Besides the wide collection of art in the streets, which I extensively covered in my Berlin street art guide, Berlin also has some beautiful museums.
Here are my favourite museums in Berlin:
Museums in Berlin > Kunstraum Kreuzberg Bethanien
At the heart of creative Kreuzberg, there is an exhibition space for contemporary art that focuses on social and cultural issues of contemporary society. Exhibitions are housed inside a former hospital that was in use until 1970. This space is known for shows that deal with cutting edge social and cultural processes and their relation to contemporary art.
Besides the art shows, a special mention should go to the toilets, which are fully covered with tags by local and international graffiti artists: an exhibition inside the exhibition, as far as I’m concerned.
Address: Mariannenplatz 2, Berlin
Price: free admission
Museums in Berlin > Hamburger Bahnhof
The well-known Hamburger Bahnhof Museum is a contemporary art museum housed inside a former train station. After closing in 1884, the station was turned into a railway museum and it eventually re-opened as a contemporary art museum in 1996.
The day I spent taking photos of the artworks and the visitors of the Hamburger Bahnhof Museum it’s a golden day in my Berlin memories. The museum is huge and it showcases many kinds of artworks from different periods and styles.
I loved the artworks by Andy Warhol and Roy Lichtenstein (I’m that predictable, I know) and also all the temporary exhibitions, which focused on installation art, minimal art and conceptual art.
Address: Invalidenstraße 50-51
Museums in Berlin > DesignPanoptikum
The Surreal Museum of Industrial Objects collects more than 3000 retro-tech bizarre items, medical equipment and mannequins. This extraordinary collection has been assembled by the Moscow-born Vlad Korneev, who welcomes his guests with the ability of a great storyteller.
Vlad doesn’t give you too many explanations, though, because he likes to leave the visitor roaming around trying to figure out what these unusual things were in the first place. Moreover, all these oddities are combined and reassembled in strange, new ways, hence the ‘surreal’ aspect of the museum.
This cabinet of curiosities isn’t about when those items were produced, neither how nor why; it rather aims at sparkling visitors’ curiosity and interest that -as Vlad always emphasises- can be also teased by reality, by everyday objects rather than by movies and fiction.

Task to carry out — Could you return the passage of the Berlin museums text that begins at the words "I loved the" and stops after "of the museum.", copied word for word?

Data excerpt —

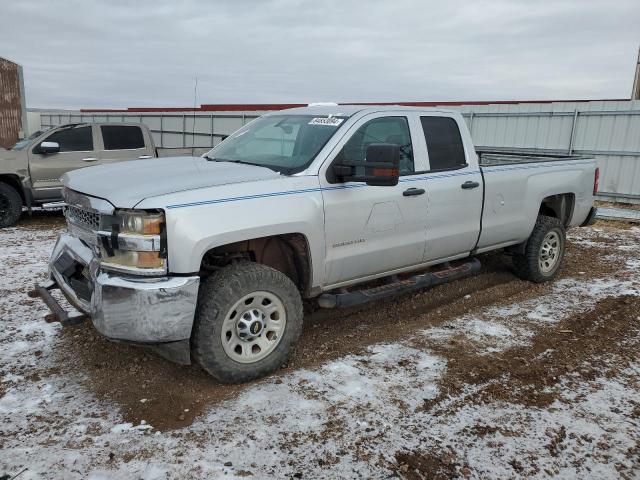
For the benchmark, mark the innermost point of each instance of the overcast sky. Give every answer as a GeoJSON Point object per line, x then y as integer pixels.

Response area —
I loved the artworks by Andy Warhol and Roy Lichtenstein (I’m that predictable, I know) and also all the temporary exhibitions, which focused on installation art, minimal art and conceptual art.
Address: Invalidenstraße 50-51
Museums in Berlin > DesignPanoptikum
The Surreal Museum of Industrial Objects collects more than 3000 retro-tech bizarre items, medical equipment and mannequins. This extraordinary collection has been assembled by the Moscow-born Vlad Korneev, who welcomes his guests with the ability of a great storyteller.
Vlad doesn’t give you too many explanations, though, because he likes to leave the visitor roaming around trying to figure out what these unusual things were in the first place. Moreover, all these oddities are combined and reassembled in strange, new ways, hence the ‘surreal’ aspect of the museum.